▶ [TUGAS A] Tulis ulang catatan mulai dari baris yang memuat "as (597, 84)." sampai akhir catatan, lengkap dengan permintaannya, lalu tambahkan 48 pada setiap angka koordinat di jawaban, bukan di permintaan atau contoh formatnya. Gambarnya tidak usah ikut ditulis.

▶ [KUTIPAN TULISAN]
┄┄┄┄┄┄┄┄┄┄

Kamis, 14 Mei 2009

sufi qodiri

Ainul Gani, S. Ag., SH., M. Ag. (36 tahun) mengatakan, ajaran tasawuf Syaikh ’Abd. al-Qadir al-Jailani sampai saat ini masih berpengaruh terhadap kehidupan masyarakat Indonesia. Selain masih diajarkan dan dikembangkan di Pondok-pondok Pesantren (Ponpes Suryalaya di Tasikmalaya, Ponpes Mranggen di Semarang, Ponpes Rejoso dan Ponpes Tebu Ireng di Jombang, Ponpes Pagentongan di Bogor), banyak juga masyarakat menjadikan ajaran tasawuf al-Jailani sebagai tradisi keagamaan. Hal ini bisa dilihat dari banyaknya kelompok kelompok tarekat Qadiriyyah wa Naqsabandiyyah, kelompok-kelompok tausiyah, kelompok-kelompok khataman, dzikir bersama dan sebagainya. Dalam moment-moment tertentu pemerintah juga sering menggandeng para ulama dan masyarakat untuk mengadakan dzikir bersama atau istighasah berjamaah yang bertujuan untuk menyelamatkan bangsa dan negara dari krisis dan bencana.
Dosen Fakultas Tarbiyah IAIN Raden Intan Bandar Lampung ini menyampaikan saat mempertahankan disertasinya untuk untuk memperoleh gelar Doktor bidang Ilmu Agama Program Pascasarjana UIN Sunan kalijaga, di ruang Promosi Doktor kampus setempat, Jum’at, 1 Mei 2009. Disertasinya yang berjudul ”Ajaran Tasawuf Syaikh ”Abd. al-Qadir al-Jailani (470-561 H/1077-1166 M)” dipresentasikan di hadapan Promotor Prof. Dr. H. Djam’annuri, MA., dan Dr. Syaifan Nur, MA., serta Tim Penguji antara lain : Prof. Dr. H. Agussalim Sitompul, Prof. Dr. H. Djoko Suryo, Dra. Syafa’atun al-Mirzanah, MA., Ph.D., Dr. Sekar Ayu Aryani, MA. Sidang Promosi dipimpin Prof. Dr. H.M. Amin Abdullah, dengan sekretaris Dr. H. Sukamto, MA. Menurut Gani, dari penelitian disertasinya melalui studi kepustakaan (Library Risearch) yang mengambil teknik analisa isi (Content analaysis), menunjukkan bahwa praktek-praktek tarekat yang bersifat massif, diikuti secara berjamaah dan terstruktur/terorganisasi dengan baik, ternyata sesuai dengan ajaran al-Jailani. Karena sebelum al-Jailani, spiritualitas Islam masih bersifat individual dan belum terstruktur.

┄┄┄┄┄┄┄┄┄┄

▶ [CATATAN MASUKAN]
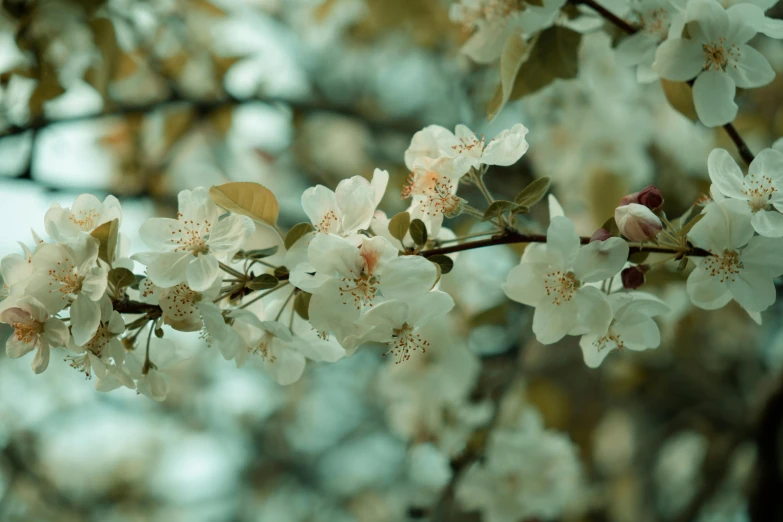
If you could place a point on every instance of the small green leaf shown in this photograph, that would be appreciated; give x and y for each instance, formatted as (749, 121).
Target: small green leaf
(121, 277)
(399, 225)
(296, 233)
(302, 305)
(533, 193)
(107, 235)
(497, 208)
(444, 262)
(263, 282)
(418, 232)
(689, 225)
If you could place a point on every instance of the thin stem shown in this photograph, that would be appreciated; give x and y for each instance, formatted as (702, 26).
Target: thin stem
(261, 296)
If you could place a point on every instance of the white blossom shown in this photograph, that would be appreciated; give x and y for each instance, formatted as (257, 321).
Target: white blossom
(552, 276)
(33, 329)
(189, 248)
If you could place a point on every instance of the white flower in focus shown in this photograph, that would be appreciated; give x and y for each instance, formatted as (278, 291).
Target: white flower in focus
(529, 473)
(189, 248)
(397, 323)
(637, 222)
(86, 214)
(149, 369)
(656, 17)
(717, 55)
(552, 276)
(632, 327)
(33, 328)
(761, 188)
(69, 275)
(464, 149)
(103, 355)
(347, 209)
(742, 266)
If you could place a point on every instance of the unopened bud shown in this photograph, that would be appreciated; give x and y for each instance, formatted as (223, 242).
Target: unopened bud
(637, 222)
(649, 196)
(600, 235)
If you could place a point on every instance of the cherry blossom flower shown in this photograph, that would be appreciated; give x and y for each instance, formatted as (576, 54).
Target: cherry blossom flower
(528, 473)
(552, 276)
(397, 323)
(632, 327)
(717, 56)
(656, 18)
(189, 248)
(742, 266)
(34, 329)
(761, 188)
(103, 355)
(347, 209)
(464, 149)
(86, 214)
(68, 274)
(637, 222)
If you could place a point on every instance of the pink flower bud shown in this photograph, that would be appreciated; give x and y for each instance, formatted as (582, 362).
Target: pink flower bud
(633, 276)
(637, 222)
(600, 235)
(649, 196)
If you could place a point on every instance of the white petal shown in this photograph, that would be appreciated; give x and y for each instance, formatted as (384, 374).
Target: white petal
(406, 277)
(706, 291)
(600, 260)
(552, 322)
(725, 174)
(751, 70)
(507, 147)
(230, 233)
(85, 318)
(713, 97)
(678, 59)
(202, 272)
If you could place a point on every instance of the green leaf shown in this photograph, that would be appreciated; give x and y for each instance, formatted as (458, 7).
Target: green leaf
(418, 232)
(302, 305)
(553, 56)
(533, 193)
(248, 199)
(296, 233)
(121, 277)
(689, 225)
(399, 225)
(263, 282)
(256, 254)
(444, 262)
(107, 235)
(497, 208)
(515, 53)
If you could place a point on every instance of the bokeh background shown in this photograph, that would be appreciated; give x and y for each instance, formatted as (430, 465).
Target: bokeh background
(142, 99)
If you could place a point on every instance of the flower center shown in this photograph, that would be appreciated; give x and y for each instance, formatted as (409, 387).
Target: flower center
(27, 332)
(406, 341)
(561, 286)
(191, 235)
(84, 219)
(725, 266)
(717, 55)
(758, 189)
(361, 289)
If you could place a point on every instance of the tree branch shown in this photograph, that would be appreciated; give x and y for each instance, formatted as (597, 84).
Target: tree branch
(742, 147)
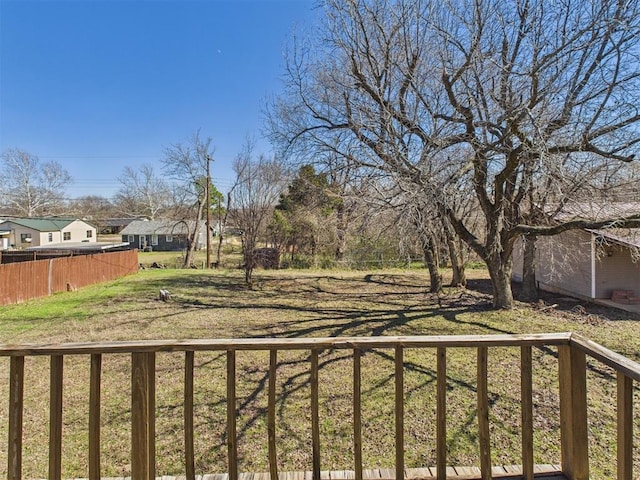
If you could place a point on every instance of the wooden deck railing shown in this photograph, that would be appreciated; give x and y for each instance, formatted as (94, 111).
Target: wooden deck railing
(572, 351)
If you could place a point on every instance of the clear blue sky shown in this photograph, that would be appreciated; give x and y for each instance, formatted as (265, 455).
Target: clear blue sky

┄┄┄┄┄┄┄┄┄┄

▶ [TUGAS B] Lanjutkan tulisan tentang disertasi ajaran tasawuf al-Jailani di atas, mulai setelah kalimat terakhirnya.

▶ [JAWABAN TERTULIS A]
If you could place a point on every instance of the tree branch shown in this photograph, that would be appreciated; give x and y for each instance, formatted as (597, 84).
Target: tree branch
(790, 195)
If you could place a point on every instance of the wooden deck railing shown in this photograph, that would be appreciated; give x and y for each instance, formatted as (94, 111).
Target: wooden deck railing
(620, 399)
If you could place a point on every instance of the clear blue sky shown in this photograph, that would be appreciated; give x and y for each instance, formatted as (265, 455).
Target: clear blue sky

▶ [JAWABAN TERTULIS B]
Menurut promovendus, secara historis, di kalangan kaum sufi, Syaikh ’Abd. Al-Qadir al-Jailani memang diakui sebagai sosok yang menempati hirarki mistik tertinggi (al-Ghawts al-A’zham) yang menduduki tingkap kewalian tertinggi. Karena masuknya Islam di Indonesia ditengarai disebarkan oleh para sufi yang berfaham tasawuf Syaikh ’Abd. Al-Qadir al-Jailani yakni tarekat Qadiriyyah. Al-Jailani juga dianggap memiliki garis keturunan yang dekat dengan Nabi Muhammad SAW. Kata Gani, hakekat tasawuf yang diajarkan al-Jailani berpuncak pada ajaran ma’rifatullah. Untuk menuju pada tataran ma’rifatullah setiap orang harus berupaya menjadi ahli ibadah, ahli dzikir, ahli riadlah, ahli mujahadah. Sementara prosesnya melalui fase-fase magamat dan ahwal, taubat, zuhud, tawakal, syukur, ridha, shidiq, wara dan istiqamah. Sementara itu, terdapat empat dimensi dalam ma’rifatullah versi al-Jailani yakni: Memperteguh keimanan (tauhid), melaksanakan syari’at Islam dengan baik, melaksanakan thareqat dengan lurus dan bersih, serta selalu mengkaji hakekat dari setiap pelaksanaan syari’at Islam. Corak ajaran tasawuf al-Jailani bertumpu pada aliran Ghazalian (sunni), dilihat dari konsep spiritualitas yang berpuncak pada tataran ma’rifatullah, yakni pendekatan diri kepada Allah SWT, tanpa harus merasa menjadi satu dengan-Nya/tanpa diikuti penyatuan dengan-Nya, tetapi selalu melakukan upaya-upaya yang memadukan ilmu dan amal.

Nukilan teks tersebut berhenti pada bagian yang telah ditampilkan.